_Written problem_
Repeat all of the material below exactly as written, images excluded.

_Material for the task_
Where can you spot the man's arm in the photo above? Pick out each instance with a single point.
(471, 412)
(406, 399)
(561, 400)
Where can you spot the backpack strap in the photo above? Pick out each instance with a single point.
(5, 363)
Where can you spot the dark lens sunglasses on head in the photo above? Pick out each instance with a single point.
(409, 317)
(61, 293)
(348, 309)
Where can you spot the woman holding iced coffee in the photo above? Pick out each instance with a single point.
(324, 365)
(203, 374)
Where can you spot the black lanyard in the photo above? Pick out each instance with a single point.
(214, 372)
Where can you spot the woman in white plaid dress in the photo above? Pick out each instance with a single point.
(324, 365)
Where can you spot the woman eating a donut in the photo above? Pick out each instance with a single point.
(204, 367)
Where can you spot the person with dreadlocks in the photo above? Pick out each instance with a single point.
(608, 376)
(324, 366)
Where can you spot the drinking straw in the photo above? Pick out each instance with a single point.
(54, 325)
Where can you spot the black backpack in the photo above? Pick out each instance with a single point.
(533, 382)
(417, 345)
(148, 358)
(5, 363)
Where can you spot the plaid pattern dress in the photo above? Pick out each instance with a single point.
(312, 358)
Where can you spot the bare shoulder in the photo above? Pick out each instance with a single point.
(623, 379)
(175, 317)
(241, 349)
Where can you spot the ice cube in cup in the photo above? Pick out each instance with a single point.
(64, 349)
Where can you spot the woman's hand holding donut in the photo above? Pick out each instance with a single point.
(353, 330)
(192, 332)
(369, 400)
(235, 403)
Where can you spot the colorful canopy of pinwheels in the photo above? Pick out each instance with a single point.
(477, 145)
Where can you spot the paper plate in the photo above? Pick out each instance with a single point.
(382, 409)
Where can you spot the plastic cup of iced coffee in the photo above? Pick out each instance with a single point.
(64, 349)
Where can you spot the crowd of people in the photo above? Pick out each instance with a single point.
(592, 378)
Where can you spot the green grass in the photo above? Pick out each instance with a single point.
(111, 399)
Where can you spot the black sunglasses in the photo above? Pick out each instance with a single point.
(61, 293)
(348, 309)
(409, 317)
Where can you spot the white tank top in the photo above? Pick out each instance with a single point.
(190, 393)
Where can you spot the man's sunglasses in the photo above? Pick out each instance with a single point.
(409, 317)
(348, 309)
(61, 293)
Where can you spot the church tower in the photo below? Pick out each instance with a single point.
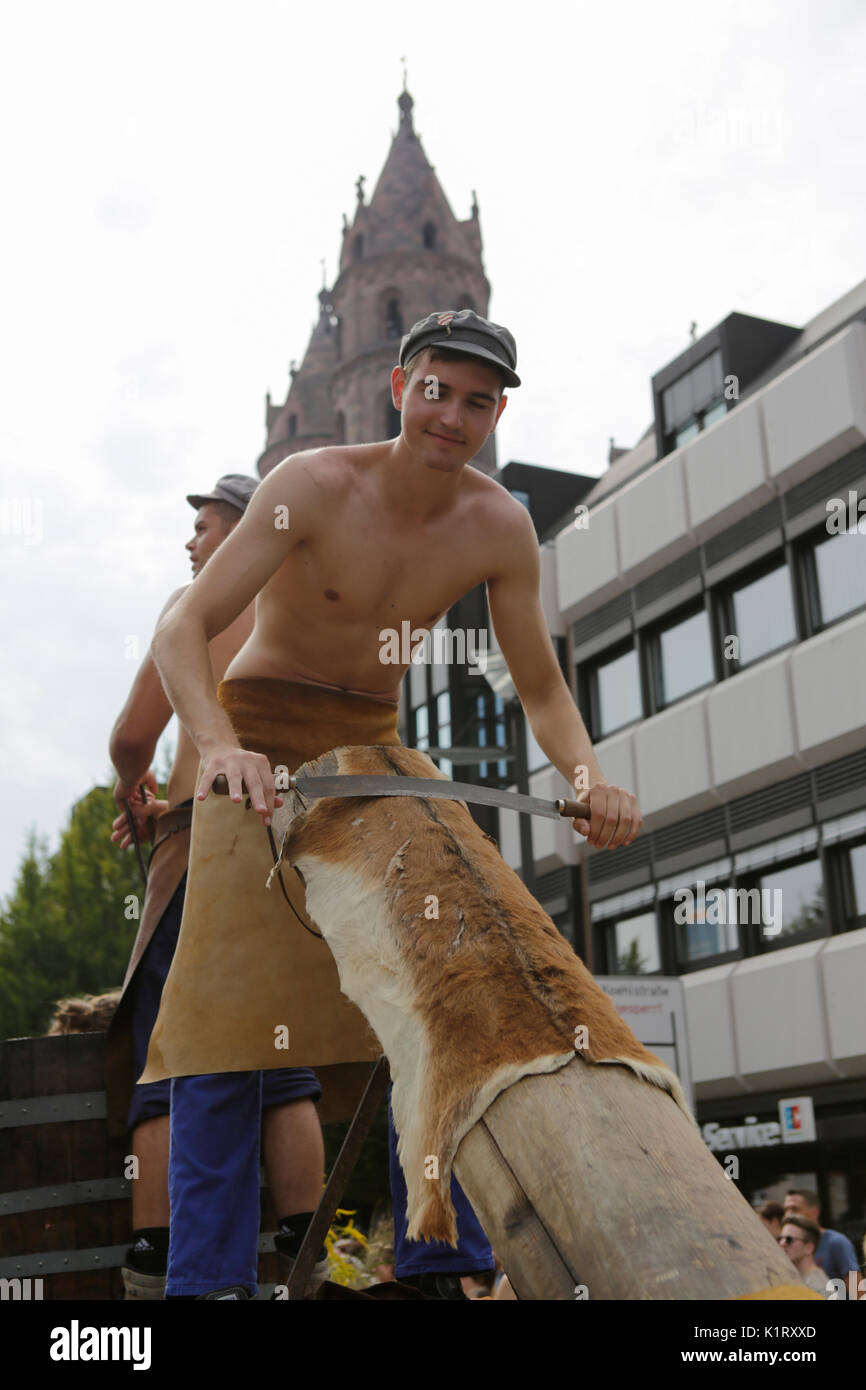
(403, 255)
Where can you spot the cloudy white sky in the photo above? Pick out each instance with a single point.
(174, 174)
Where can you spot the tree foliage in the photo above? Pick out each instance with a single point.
(71, 919)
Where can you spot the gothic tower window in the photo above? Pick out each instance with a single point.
(392, 420)
(394, 319)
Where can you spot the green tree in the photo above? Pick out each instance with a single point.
(71, 919)
(631, 962)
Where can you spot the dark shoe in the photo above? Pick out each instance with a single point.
(234, 1292)
(288, 1247)
(142, 1286)
(435, 1286)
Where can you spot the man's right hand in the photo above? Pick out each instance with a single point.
(248, 774)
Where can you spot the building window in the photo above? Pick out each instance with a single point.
(615, 692)
(421, 727)
(681, 659)
(535, 755)
(759, 612)
(780, 904)
(394, 319)
(836, 577)
(854, 886)
(633, 945)
(694, 401)
(444, 731)
(491, 731)
(685, 432)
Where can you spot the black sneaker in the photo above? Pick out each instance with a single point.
(288, 1247)
(234, 1292)
(435, 1286)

_Completed task_
Where can you spot the man's arm in the photo above? Pick out each instance with a single point.
(471, 412)
(406, 399)
(561, 400)
Where can you spot the backpack strap in the photo above? Pick out each instance with a single point.
(5, 363)
Where can you spot the dark lens sunglasses on head in the photo above? Pick out each instance with a single point.
(409, 317)
(61, 293)
(348, 309)
Where can you spot the woman holding iced coffee in the photo above? Pick out each instance with a single point.
(324, 365)
(203, 374)
Where can you spot the black lanyard in the photo above? Pick out each instance with a single point.
(214, 372)
Where can you spot the woman in white plaid dress in the photo above? Pick out each instance with a single point.
(324, 365)
Where can you spot the woman eating a donut in the photo above? Pick out each instance with a single point.
(204, 367)
Where can you spot the person with dreadlocks in the photo above? Pick out each instance with a single point.
(608, 376)
(324, 366)
Where can you spot the drinking straw in the photo above? Pick out each instance with a single point.
(54, 325)
Where can you spot the black backpack in the photo above? Pick out each instance with a single point.
(533, 382)
(417, 345)
(148, 358)
(5, 363)
Where can you spot the plaid pattern dress in the photo above? Pick out each instance with a single point.
(312, 358)
Where can you spot the bare shoulder in the photo above? Pick out each instance with a single point.
(623, 379)
(175, 317)
(241, 349)
Where can you spot the ice cube in cup in the photo above? Pick out each instance with a single point.
(64, 349)
Where can you spot the woman's hand holding donut in the photo above? Pick out each instance with a single point.
(353, 330)
(192, 332)
(369, 400)
(235, 403)
Where can you spot the colorful canopy of pinwheels in the photo above? Pick out each instance with a single point.
(477, 145)
Where can you spot the paper plate in the photo above? Pick out each instance with a single point.
(382, 409)
Where can you spot the plastic cup of iced coffee in the photo above? Pick out each instance with a single point.
(64, 349)
Where can you spot the crowd of people in the photo above? Pick out each instance with a single point.
(592, 378)
Where can you spot the green grass in the photo above? Pick out each instance with a single point.
(111, 399)
Where can you spot the black sunglasses in the photo above? Pick out each instance with a single point.
(61, 293)
(348, 309)
(409, 317)
Where can you spot the white tank top in the photo above? Pick out each instance with a single point.
(190, 393)
Where can you spot the man's sunglasses in the photo above? Pick out each instance with a single point.
(409, 317)
(348, 309)
(61, 293)
Where can you spot the church tower in the photo below? Pick out each instance with a single point.
(403, 255)
Where can you spot the cloudy white sky in the photo above? Pick out each instance with a single point.
(174, 174)
Where can you spot the tree foliage in the photo above? Pick out each instance with a single point.
(71, 919)
Where can you spot the gothic tower window in the photo above? Pick out each instance with a single point.
(392, 420)
(394, 319)
Where can you spot the green tree in the photo above? Pick out each instance with a single point.
(71, 919)
(631, 962)
Where can you spot the dark shoe in the photo above? Pick out each instance with a single point.
(234, 1292)
(288, 1247)
(142, 1286)
(435, 1286)
Where can you spot the man's right hand in the photo above? Pick out each instance with a single point.
(248, 774)
Where can you spot the building window in the photo above? Pick out each instance with a single point.
(615, 692)
(421, 727)
(681, 659)
(535, 755)
(759, 612)
(780, 904)
(394, 319)
(836, 577)
(854, 886)
(633, 945)
(694, 401)
(444, 731)
(491, 731)
(685, 432)
Where can you spot the black sneaker in the photo above? Pick out each instance with a single point.
(288, 1247)
(234, 1292)
(435, 1286)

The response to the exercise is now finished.